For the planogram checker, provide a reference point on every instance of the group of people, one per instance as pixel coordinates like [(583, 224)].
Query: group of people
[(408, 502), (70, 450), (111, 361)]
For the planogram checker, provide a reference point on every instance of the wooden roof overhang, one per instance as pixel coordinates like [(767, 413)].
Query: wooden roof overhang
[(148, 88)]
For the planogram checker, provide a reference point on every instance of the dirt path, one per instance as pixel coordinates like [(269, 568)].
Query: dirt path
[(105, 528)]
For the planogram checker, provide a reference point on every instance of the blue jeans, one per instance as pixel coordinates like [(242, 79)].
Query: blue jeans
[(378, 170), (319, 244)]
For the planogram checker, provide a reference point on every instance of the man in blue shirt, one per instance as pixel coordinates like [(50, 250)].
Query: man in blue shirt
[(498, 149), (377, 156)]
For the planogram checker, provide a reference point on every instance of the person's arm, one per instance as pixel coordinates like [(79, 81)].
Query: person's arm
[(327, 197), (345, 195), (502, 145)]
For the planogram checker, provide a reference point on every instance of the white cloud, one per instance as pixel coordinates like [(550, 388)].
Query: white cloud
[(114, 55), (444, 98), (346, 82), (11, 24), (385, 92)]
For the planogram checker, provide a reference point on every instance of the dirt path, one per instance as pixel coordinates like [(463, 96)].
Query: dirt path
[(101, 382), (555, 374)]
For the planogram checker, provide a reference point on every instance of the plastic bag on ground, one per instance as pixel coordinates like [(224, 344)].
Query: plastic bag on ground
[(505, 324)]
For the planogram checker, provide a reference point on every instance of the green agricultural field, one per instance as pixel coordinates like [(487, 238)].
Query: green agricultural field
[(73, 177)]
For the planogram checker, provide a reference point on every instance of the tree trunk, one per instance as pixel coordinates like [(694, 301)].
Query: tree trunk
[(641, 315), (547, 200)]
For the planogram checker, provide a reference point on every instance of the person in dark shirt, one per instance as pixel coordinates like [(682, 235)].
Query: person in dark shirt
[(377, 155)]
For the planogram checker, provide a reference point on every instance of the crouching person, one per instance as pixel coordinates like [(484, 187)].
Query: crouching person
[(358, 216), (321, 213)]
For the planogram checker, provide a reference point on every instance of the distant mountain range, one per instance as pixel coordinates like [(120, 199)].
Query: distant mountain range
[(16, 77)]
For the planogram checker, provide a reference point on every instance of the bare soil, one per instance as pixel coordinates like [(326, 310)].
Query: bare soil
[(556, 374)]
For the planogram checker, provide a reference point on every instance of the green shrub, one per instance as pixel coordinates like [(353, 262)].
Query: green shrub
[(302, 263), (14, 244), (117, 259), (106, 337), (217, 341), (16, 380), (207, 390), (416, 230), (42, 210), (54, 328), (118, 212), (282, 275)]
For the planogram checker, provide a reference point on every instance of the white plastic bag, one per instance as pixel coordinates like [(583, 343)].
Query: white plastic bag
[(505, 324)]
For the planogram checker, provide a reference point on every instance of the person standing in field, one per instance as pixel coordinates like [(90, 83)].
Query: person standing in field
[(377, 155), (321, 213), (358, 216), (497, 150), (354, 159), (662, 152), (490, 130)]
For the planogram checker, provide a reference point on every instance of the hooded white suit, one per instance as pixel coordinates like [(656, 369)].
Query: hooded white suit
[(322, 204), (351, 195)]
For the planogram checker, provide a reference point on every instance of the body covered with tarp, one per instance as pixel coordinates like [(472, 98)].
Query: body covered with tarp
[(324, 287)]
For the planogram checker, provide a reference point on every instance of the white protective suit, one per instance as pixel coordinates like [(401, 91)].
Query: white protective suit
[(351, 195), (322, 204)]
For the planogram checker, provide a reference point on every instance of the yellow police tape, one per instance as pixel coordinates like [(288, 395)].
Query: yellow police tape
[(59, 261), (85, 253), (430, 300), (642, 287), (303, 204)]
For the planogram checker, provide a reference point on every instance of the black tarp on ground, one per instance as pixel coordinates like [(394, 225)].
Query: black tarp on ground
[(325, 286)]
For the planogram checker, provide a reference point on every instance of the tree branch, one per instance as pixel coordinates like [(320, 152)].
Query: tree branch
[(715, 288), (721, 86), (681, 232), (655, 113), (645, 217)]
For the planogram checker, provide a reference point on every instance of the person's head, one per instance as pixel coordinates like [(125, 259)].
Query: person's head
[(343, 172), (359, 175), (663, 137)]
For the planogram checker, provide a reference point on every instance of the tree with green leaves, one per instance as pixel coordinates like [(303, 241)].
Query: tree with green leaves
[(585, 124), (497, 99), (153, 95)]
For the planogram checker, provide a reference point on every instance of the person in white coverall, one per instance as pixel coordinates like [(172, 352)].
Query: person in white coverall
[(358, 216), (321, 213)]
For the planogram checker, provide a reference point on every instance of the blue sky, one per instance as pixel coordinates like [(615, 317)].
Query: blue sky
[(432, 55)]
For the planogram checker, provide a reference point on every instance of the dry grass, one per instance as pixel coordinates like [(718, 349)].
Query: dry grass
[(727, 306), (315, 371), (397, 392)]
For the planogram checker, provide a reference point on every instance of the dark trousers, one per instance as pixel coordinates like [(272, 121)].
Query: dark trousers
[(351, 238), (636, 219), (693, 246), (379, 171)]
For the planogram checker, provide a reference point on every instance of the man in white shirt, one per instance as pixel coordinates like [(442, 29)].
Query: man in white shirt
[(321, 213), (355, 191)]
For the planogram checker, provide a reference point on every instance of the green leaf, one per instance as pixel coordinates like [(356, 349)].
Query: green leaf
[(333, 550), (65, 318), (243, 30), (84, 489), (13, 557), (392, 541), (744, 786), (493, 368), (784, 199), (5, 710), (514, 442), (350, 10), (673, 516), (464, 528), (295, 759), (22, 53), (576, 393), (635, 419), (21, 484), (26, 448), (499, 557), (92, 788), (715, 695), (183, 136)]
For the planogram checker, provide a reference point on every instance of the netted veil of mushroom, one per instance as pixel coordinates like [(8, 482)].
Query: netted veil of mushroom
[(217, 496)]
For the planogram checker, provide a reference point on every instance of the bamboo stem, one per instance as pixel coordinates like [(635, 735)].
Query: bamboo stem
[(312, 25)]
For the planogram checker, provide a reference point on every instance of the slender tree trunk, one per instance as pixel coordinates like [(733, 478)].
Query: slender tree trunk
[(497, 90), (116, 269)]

§ Description of the task
Line by line, transcribe the material above exactly.

§ Your response
For the planogram checker, provide a reference point on every instance of the group of people, one per instance as pixel coordinates like [(583, 224)].
Query: group of people
[(408, 502), (70, 450), (111, 361)]
For the planogram checker, provide a reference point on every instance of the wooden roof overhang, one per instance as pixel coordinates like [(767, 413)].
Query: wooden roof overhang
[(148, 88)]
For the planogram checker, provide a reference point on every instance of the dirt path, one per instance as pixel coordinates like [(269, 568)].
Query: dirt path
[(105, 528)]
For the planogram checker, provide a reference point on every instance of the blue jeans, one per instance as pixel coordinates like [(242, 79)].
Query: blue jeans
[(378, 170), (319, 244)]
For the planogram checker, provide a reference point on every instance of the man in blue shirt, one per instance as pixel coordinates like [(50, 250)].
Query: man in blue shirt
[(498, 149), (377, 156)]
For the planogram checker, provide a reference point on every instance of the person's arm, one per instance as pixel coordinates like [(79, 81)].
Query: person's arm
[(327, 197), (345, 195), (502, 145)]
For the planogram checker, provide a reference point on every instance of the white cloud, one per instance as pixel coordinates like [(550, 388)].
Query: white cloud
[(114, 55), (444, 98), (346, 82), (11, 24), (385, 92)]
For the planogram checker, provide a reference point on every instance of the dirt path, one per instance as pixel coordinates like [(463, 96)].
Query: dirt path
[(101, 382), (555, 374)]
For the planogram checker, provide a reference point on every instance of the plastic bag on ground, one per instance as pixel coordinates like [(224, 344)].
Query: plastic bag on ground
[(505, 324)]
For the planogram checker, provide a reference point on every instance of the green agricultural field, one per instance as pixel coordinates like [(487, 238)].
Query: green agricultural field
[(73, 177)]
For the planogram checker, provide a reference point on every instance of the tree trunk, one per instance as pixel coordinates like [(694, 301)].
Query: tree trunk
[(641, 315), (547, 200)]
For the planogram checker, provide a reference point on every instance of the person in dark shirt, one per instance as pixel coordinates like [(682, 235)].
Query: person in dark shirt
[(377, 155)]
For the planogram checker, provide a reference point on every instance of the crouching person, one per instance as pixel coordinates like [(484, 187)].
Query: crouching person
[(358, 216), (321, 213)]
For the planogram checker, provide a reference point on every instance of the distant mountain range, one per instance as pixel coordinates like [(120, 199)].
Query: distant mountain range
[(16, 77)]
For the planogram checker, provide a reference point on every instance of the bare soil, one per instance as pixel coordinates like [(326, 310)].
Query: bare soil
[(556, 374)]
For the planogram checker, provide a reference point on every instance of the green shrub, one per instance as pixel coordinates like [(353, 262)].
Query: green shrub
[(302, 263), (14, 244), (117, 259), (106, 337), (217, 341), (16, 380), (207, 390), (416, 230), (42, 210), (54, 328), (118, 212), (282, 275)]
For the planogram checker, provide a reference point on every instance of the white plastic bag, one per instance as pixel coordinates like [(583, 343)].
Query: white plastic bag
[(505, 324)]
For the planogram checker, provide a reference point on every instance of the person standing in field, one per instance as pixel coordinates like [(90, 83)].
Query: person standing in field
[(377, 155), (321, 213), (358, 216), (497, 150), (354, 159), (662, 152), (490, 130)]
For the planogram checker, provide a reference point on every instance of the hooded white suit, one per instance as pixel coordinates like [(656, 369)].
Query: hooded white suit
[(322, 204), (351, 195)]
For the planogram checker, provide a reference point on every instance of the body covered with tarp, one per instance as pixel coordinates like [(472, 98)].
Query: body covered with tarp
[(324, 287)]
For the planogram checker, provide a reference point on every instance of the white protective suit, one per instance as pixel coordinates like [(401, 91)].
Query: white protective suit
[(351, 195), (322, 204)]
For the planogram checker, provide a reference point on every instance of the yellow police tape, one per instance as pixel coordinates like [(288, 395)].
Query: yellow police tape
[(59, 261), (85, 253), (430, 300), (642, 287), (303, 204)]
For the planogram checker, provide a reference point on every instance of the black tarp on ground, one per instance as pixel coordinates like [(394, 225)].
Query: black tarp on ground
[(325, 286)]
For the planogram checker, provide a reference point on every instance of the tree branch, one per instance as pixel coordinates like [(320, 152)].
Query: tree branch
[(715, 288), (721, 86), (681, 232), (655, 113), (645, 217)]
For the planogram checker, provide a reference point on every instance of the person's head, one per instance as pixel coordinates like [(125, 259)].
Query: person's head
[(343, 172), (359, 175), (663, 137)]
For the planogram checker, provide a reference point on every instance of the tree with green leaves, one per instance as pixel coordinates like [(303, 241)].
Query: tree with green leaves
[(585, 124), (497, 99), (153, 95)]
For the planogram checker, provide a reference point on every instance of the person in white coverall, one per instance as pixel coordinates like [(172, 352)].
Query: person in white coverall
[(358, 216), (321, 213)]
For the planogram checker, provide a reference point on every instance of the blue sky, one per instance as pixel coordinates like [(615, 317)].
Query: blue sky
[(432, 55)]
For the planogram checker, provide a reference point on every instance of the dry grass, one per instance as pixel coordinates like [(718, 349)].
Query: dry grass
[(727, 306), (315, 371), (397, 392)]
For the planogram checker, provide a reference point on every instance of the dark trousers, one per instance as pixel coordinates like [(272, 121)].
Query: dark trousers
[(351, 238), (636, 219), (693, 246), (379, 171)]
For the planogram checker, provide a reference point on every instance of the man in white shirt, one per instance as pixel coordinates like [(442, 29)].
Query: man in white shirt
[(321, 213), (355, 191)]
For the planogram checker, provide a reference point on every instance of the green leaf, one per instance as pixel coordinates like [(356, 349)].
Query: green leaf
[(333, 550), (65, 318), (243, 30), (84, 489), (13, 557), (392, 541), (744, 786), (493, 368), (784, 199), (5, 710), (514, 442), (350, 10), (673, 516), (464, 528), (295, 759), (22, 53), (576, 393), (635, 419), (21, 484), (26, 448), (499, 557), (92, 788), (715, 695), (183, 136)]
For the planogram checker, provide a reference point on every instance of the netted veil of mushroom, one per instance as pixel coordinates like [(8, 482)].
Query: netted veil of mushroom
[(217, 496)]
For the planogram checker, provide a reference point on every instance of the bamboo stem, one per instance as pixel coordinates like [(635, 735)].
Query: bamboo stem
[(312, 25)]
For the planogram checker, provide a reference point on every instance of the slender tree trunk, one per instance as pixel coordinates like [(733, 478)].
Query: slender tree trunk
[(497, 90), (116, 269)]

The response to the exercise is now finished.